_The problem:_ Check each line of the data, and copy those where "below" appears.

Saved data entries:
------------------------------------
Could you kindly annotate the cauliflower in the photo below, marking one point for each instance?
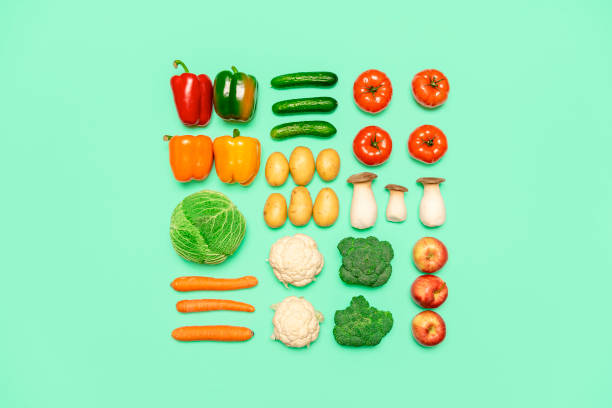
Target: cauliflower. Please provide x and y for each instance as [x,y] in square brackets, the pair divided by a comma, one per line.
[296,323]
[295,260]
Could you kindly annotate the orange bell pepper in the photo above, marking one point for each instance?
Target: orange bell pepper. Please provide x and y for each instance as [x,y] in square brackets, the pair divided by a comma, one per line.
[237,158]
[191,157]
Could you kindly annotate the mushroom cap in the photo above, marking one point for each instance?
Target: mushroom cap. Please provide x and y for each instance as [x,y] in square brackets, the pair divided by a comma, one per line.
[396,187]
[430,180]
[361,177]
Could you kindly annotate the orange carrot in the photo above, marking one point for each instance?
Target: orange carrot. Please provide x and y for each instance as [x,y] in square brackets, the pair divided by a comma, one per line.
[212,333]
[204,305]
[189,283]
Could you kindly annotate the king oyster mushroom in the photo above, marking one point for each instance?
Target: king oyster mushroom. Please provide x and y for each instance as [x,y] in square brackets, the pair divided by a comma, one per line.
[432,211]
[396,208]
[363,206]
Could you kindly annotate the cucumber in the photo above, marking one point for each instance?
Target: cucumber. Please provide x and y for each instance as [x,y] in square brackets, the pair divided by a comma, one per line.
[303,105]
[304,79]
[317,128]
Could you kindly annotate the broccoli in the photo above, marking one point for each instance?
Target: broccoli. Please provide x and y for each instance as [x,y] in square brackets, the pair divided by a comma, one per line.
[365,261]
[361,325]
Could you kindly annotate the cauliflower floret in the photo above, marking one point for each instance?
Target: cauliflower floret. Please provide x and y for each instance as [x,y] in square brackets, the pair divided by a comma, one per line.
[296,323]
[295,260]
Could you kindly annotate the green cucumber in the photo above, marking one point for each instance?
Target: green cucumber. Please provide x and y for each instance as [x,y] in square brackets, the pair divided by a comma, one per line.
[304,79]
[304,105]
[317,128]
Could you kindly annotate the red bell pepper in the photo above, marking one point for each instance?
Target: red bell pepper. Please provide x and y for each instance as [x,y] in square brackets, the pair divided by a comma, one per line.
[192,96]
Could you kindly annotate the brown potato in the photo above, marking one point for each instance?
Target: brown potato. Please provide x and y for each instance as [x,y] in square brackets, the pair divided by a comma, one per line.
[326,208]
[277,169]
[300,206]
[328,164]
[301,165]
[275,210]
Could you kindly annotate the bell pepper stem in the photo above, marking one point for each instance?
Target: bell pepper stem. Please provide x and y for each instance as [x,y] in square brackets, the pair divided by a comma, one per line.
[176,63]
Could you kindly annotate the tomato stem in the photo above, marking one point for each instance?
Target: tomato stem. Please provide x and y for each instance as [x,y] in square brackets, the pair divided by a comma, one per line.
[372,89]
[374,143]
[434,83]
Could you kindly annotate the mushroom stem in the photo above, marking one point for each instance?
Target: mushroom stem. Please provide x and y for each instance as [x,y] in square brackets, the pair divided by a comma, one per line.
[432,211]
[396,208]
[363,205]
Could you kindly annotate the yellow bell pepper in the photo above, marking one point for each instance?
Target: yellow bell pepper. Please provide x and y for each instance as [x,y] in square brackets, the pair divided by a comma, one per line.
[237,158]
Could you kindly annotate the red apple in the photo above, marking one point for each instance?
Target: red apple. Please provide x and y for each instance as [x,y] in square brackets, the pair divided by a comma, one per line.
[429,291]
[429,254]
[428,328]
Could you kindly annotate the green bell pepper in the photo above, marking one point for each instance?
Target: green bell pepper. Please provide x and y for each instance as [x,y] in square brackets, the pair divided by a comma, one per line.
[235,95]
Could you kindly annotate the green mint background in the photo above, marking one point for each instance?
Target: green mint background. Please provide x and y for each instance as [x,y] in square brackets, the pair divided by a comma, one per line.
[86,262]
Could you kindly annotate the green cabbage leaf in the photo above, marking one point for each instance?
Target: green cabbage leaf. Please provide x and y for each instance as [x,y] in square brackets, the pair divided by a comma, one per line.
[206,227]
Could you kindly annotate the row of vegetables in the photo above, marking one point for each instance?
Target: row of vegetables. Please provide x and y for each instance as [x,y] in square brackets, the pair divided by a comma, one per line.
[206,227]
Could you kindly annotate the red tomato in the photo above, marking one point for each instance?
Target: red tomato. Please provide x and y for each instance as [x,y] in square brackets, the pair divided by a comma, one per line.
[427,144]
[430,88]
[372,146]
[372,91]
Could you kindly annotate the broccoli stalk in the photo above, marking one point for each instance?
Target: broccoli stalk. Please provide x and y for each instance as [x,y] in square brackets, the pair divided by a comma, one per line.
[361,325]
[365,261]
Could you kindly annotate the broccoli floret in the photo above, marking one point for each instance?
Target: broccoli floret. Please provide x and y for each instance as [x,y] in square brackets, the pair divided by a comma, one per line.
[361,325]
[365,261]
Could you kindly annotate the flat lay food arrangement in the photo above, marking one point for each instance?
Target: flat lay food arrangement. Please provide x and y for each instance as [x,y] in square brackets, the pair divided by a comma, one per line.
[207,227]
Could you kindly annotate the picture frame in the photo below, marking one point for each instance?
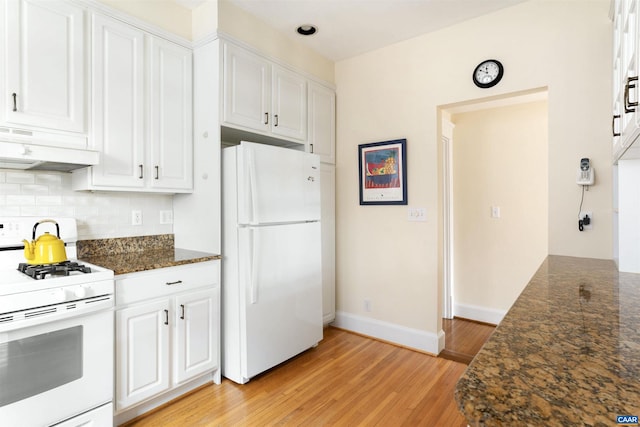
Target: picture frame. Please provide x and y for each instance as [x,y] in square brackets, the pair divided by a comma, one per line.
[383,172]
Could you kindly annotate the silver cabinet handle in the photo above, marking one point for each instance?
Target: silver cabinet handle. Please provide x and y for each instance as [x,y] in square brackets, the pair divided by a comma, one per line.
[630,107]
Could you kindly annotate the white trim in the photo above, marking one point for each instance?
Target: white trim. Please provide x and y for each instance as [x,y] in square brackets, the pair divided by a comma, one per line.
[481,314]
[397,334]
[98,7]
[447,214]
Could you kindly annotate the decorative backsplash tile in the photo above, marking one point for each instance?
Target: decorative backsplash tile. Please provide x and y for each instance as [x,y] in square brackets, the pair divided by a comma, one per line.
[100,215]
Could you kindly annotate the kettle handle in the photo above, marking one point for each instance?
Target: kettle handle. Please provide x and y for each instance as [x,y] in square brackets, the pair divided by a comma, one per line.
[45,220]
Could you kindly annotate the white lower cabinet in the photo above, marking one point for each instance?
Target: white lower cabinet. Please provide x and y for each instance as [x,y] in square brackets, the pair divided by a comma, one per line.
[195,349]
[167,330]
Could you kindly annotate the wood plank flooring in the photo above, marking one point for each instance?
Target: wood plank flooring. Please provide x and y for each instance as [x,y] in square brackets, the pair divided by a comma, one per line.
[464,338]
[347,380]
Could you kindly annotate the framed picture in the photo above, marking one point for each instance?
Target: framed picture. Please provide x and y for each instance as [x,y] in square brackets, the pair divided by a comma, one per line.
[383,173]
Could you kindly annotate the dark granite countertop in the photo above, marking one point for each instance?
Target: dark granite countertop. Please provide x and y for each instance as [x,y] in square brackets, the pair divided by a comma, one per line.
[134,254]
[566,353]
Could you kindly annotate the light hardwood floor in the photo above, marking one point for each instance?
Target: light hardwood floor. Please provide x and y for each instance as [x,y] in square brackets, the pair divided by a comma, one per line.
[347,380]
[464,338]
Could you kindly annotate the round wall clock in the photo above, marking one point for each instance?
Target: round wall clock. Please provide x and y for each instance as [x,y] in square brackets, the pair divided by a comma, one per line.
[488,73]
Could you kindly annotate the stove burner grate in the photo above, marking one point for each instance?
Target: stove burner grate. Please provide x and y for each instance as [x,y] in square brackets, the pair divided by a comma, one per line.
[40,271]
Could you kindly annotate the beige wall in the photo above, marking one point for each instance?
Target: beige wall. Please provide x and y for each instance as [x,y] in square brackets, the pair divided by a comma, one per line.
[500,159]
[219,15]
[244,27]
[395,93]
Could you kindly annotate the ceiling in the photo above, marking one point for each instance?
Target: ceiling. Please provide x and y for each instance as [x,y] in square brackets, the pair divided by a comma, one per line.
[347,28]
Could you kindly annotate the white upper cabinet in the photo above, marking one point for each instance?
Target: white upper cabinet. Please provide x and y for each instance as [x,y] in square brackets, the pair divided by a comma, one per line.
[247,89]
[118,103]
[322,122]
[45,80]
[289,104]
[262,97]
[626,87]
[142,112]
[171,116]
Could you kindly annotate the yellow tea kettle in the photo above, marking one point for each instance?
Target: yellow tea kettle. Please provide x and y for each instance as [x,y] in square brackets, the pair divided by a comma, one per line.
[46,249]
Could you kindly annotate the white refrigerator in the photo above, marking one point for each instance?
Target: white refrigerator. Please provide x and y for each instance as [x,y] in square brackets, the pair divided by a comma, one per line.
[271,265]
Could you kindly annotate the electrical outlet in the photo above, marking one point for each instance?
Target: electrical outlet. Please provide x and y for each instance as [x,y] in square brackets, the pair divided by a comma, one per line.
[417,214]
[586,217]
[136,217]
[166,217]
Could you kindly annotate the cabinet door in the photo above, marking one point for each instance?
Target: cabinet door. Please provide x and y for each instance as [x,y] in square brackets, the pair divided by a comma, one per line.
[197,334]
[322,122]
[118,103]
[142,352]
[289,97]
[46,70]
[247,89]
[171,118]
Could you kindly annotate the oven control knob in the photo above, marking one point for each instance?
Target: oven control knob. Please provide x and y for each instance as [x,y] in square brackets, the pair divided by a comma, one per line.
[80,292]
[60,295]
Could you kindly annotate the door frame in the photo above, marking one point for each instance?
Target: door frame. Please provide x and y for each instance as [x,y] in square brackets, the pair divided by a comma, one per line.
[447,215]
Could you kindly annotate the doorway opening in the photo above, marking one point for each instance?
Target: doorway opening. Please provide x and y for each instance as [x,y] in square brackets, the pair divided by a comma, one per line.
[495,202]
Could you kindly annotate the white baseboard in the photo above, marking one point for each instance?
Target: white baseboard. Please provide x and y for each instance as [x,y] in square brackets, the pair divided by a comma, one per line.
[401,335]
[481,314]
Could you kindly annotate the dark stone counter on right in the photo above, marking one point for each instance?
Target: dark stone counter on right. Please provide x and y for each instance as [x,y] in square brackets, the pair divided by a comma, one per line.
[567,352]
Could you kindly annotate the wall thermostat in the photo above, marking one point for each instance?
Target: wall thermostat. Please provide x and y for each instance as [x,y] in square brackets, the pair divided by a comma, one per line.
[586,174]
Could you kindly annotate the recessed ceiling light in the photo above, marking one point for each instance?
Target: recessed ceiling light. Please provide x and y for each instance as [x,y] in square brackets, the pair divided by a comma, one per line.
[307,30]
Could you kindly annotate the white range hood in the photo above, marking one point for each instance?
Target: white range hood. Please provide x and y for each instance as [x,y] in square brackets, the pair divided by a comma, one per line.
[22,151]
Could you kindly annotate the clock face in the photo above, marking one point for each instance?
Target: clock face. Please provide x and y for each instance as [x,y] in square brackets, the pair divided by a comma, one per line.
[488,73]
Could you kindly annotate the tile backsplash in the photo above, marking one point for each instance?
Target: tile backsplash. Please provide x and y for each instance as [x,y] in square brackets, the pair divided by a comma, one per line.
[99,214]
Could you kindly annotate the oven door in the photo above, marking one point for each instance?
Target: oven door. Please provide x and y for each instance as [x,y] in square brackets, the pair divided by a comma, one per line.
[56,370]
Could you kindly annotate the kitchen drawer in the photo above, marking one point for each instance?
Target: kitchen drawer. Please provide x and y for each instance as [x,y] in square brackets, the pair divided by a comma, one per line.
[145,285]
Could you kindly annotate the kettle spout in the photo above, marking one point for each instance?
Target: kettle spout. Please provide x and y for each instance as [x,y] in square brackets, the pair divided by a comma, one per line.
[29,250]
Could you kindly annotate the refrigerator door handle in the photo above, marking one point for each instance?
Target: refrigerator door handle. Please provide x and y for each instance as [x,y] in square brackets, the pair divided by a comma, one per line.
[251,170]
[253,279]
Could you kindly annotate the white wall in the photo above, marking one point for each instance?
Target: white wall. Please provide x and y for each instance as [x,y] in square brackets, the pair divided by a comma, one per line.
[500,159]
[395,92]
[99,215]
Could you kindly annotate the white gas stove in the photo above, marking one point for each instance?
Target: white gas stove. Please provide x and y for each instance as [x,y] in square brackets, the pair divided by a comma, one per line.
[56,332]
[24,294]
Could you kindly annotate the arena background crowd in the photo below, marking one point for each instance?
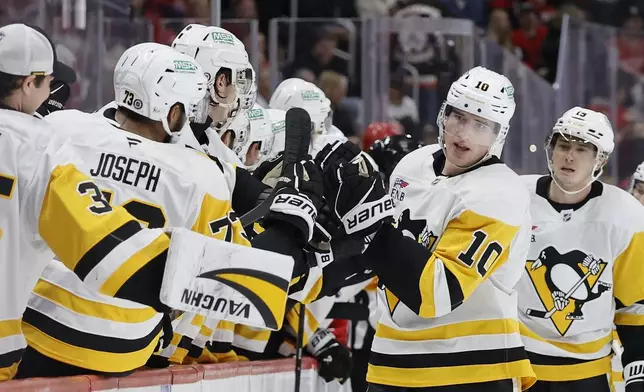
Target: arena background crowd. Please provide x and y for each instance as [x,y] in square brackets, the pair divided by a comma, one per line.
[557,53]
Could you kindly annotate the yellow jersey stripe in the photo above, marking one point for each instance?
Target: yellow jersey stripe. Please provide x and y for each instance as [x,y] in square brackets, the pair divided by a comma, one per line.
[10,328]
[104,354]
[631,319]
[451,375]
[74,202]
[576,348]
[135,263]
[8,372]
[449,331]
[569,372]
[86,307]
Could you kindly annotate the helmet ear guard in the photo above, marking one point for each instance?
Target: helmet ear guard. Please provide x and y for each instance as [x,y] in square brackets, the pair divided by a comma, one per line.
[219,51]
[150,79]
[638,176]
[484,93]
[296,92]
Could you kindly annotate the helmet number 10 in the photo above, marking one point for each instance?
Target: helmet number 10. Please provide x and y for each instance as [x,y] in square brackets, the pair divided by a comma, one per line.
[482,86]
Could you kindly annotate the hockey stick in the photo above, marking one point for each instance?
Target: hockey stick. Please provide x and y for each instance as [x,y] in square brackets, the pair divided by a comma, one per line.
[548,314]
[296,146]
[298,349]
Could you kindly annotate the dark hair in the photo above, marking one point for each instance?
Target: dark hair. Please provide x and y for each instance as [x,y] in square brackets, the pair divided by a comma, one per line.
[9,83]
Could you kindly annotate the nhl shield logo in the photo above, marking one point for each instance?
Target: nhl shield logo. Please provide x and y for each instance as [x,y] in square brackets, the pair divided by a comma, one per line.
[564,283]
[397,189]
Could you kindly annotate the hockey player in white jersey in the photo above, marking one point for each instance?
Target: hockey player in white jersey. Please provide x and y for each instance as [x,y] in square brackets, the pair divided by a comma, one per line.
[299,93]
[146,90]
[43,190]
[584,269]
[447,270]
[230,80]
[254,138]
[636,185]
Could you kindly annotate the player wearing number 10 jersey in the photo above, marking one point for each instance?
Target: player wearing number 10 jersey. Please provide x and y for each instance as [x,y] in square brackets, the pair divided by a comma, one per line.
[72,329]
[449,320]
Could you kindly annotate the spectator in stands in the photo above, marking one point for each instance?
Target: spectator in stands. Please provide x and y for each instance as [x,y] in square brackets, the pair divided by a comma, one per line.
[372,8]
[320,57]
[500,30]
[305,74]
[422,51]
[608,12]
[474,10]
[155,11]
[334,86]
[529,37]
[402,108]
[544,9]
[631,42]
[550,45]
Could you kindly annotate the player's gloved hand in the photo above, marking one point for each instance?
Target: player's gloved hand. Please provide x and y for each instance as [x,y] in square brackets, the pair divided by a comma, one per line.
[334,358]
[358,199]
[560,299]
[592,264]
[298,195]
[326,224]
[269,171]
[335,153]
[634,376]
[58,97]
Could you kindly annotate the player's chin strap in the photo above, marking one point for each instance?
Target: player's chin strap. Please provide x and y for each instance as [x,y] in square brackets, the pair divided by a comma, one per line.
[589,183]
[634,376]
[493,150]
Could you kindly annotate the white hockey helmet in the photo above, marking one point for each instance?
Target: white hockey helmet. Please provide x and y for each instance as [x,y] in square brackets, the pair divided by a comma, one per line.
[153,81]
[131,54]
[299,93]
[248,100]
[215,49]
[637,176]
[486,94]
[259,130]
[588,126]
[278,126]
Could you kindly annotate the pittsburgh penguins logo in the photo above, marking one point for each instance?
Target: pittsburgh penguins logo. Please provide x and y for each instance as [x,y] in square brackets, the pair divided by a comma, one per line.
[564,283]
[416,229]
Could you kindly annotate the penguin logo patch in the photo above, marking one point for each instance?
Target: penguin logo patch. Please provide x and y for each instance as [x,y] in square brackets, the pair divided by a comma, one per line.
[564,283]
[416,229]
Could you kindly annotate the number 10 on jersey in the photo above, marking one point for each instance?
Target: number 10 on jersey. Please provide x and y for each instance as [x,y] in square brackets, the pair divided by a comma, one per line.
[486,259]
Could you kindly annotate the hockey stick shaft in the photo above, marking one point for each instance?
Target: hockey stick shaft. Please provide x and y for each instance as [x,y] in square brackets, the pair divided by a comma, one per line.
[299,342]
[296,146]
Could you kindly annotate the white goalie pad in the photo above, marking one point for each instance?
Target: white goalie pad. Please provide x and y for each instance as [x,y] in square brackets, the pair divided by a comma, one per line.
[225,281]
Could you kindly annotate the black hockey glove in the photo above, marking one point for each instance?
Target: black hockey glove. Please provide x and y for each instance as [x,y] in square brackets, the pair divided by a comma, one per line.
[58,97]
[358,199]
[334,358]
[634,377]
[269,171]
[298,194]
[335,153]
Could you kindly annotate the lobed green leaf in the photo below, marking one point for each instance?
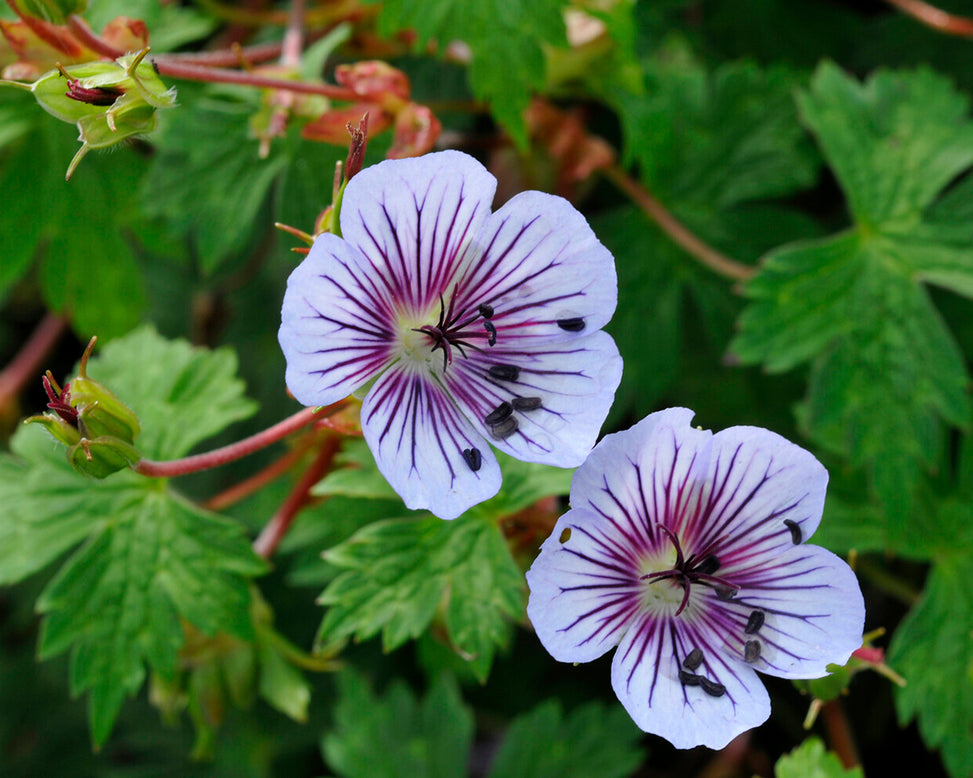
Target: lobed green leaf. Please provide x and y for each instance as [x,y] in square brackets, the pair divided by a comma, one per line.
[931,649]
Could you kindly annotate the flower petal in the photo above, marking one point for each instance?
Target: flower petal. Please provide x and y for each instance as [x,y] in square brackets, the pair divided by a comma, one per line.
[571,383]
[814,613]
[418,436]
[541,264]
[419,218]
[645,676]
[335,324]
[583,594]
[766,495]
[639,473]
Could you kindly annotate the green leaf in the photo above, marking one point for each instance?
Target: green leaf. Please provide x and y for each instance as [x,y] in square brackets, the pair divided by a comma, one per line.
[395,577]
[218,203]
[712,140]
[591,740]
[810,760]
[182,394]
[932,650]
[170,25]
[885,371]
[148,560]
[60,222]
[894,142]
[506,38]
[431,739]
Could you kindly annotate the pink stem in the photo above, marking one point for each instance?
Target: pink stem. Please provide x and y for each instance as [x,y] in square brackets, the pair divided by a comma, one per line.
[271,536]
[31,356]
[241,448]
[257,481]
[676,230]
[189,71]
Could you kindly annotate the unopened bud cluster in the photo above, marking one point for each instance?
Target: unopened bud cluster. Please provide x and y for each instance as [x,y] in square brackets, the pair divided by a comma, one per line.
[98,428]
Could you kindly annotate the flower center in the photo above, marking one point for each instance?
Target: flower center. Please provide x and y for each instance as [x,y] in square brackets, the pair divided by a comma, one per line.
[687,571]
[454,330]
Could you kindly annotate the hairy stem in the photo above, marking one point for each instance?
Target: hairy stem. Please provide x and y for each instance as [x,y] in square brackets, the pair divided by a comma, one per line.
[26,364]
[271,536]
[241,448]
[676,230]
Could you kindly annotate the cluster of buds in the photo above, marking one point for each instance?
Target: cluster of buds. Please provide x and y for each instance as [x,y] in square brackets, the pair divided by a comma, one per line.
[109,101]
[98,428]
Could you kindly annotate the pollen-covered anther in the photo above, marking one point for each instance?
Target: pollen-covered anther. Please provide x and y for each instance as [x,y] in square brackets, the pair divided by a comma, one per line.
[491,332]
[796,535]
[498,414]
[575,324]
[755,622]
[473,457]
[751,651]
[504,372]
[526,403]
[693,659]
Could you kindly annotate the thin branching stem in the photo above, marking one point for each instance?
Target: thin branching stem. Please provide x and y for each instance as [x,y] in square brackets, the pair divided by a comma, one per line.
[272,534]
[259,480]
[935,18]
[840,736]
[190,71]
[238,450]
[676,230]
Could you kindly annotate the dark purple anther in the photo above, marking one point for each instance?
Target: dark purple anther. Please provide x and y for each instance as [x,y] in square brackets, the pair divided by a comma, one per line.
[491,330]
[689,679]
[755,622]
[504,429]
[712,688]
[473,458]
[751,651]
[498,414]
[571,325]
[693,659]
[526,403]
[796,535]
[504,372]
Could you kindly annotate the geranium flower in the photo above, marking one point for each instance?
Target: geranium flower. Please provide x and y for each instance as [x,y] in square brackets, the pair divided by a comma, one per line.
[465,327]
[686,550]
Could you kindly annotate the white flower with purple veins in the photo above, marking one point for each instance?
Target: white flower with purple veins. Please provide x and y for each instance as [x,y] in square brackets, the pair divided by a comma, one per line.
[686,550]
[464,326]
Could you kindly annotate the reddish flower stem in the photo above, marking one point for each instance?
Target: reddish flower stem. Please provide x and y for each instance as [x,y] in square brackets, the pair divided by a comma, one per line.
[260,479]
[189,71]
[51,34]
[271,535]
[241,448]
[27,363]
[935,18]
[839,733]
[676,230]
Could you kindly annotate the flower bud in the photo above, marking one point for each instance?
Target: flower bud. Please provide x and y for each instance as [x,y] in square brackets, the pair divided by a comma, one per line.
[98,428]
[109,101]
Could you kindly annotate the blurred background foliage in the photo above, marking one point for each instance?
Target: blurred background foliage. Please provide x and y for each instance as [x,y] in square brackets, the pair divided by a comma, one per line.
[785,187]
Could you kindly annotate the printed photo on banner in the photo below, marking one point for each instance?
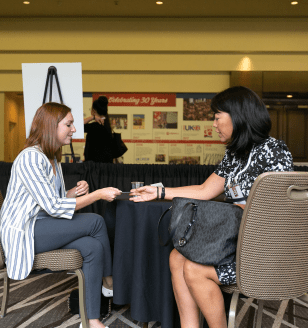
------------------------------------
_Answer for this exercise:_
Could you kindly annotate the cauliflower in the photo below, marking one point for each instance?
Could you kindly annotate the picture frame in the photo below, marking one point for each instance?
Could you kindly annotate the arena background crowd in the photo below, marking one point for each instance?
Could you kindly annotate the lobed green leaf in the photo below, marking one point for each instance?
Could you kindly annotate the printed photo on banner in the photo below, marking one point for each instance?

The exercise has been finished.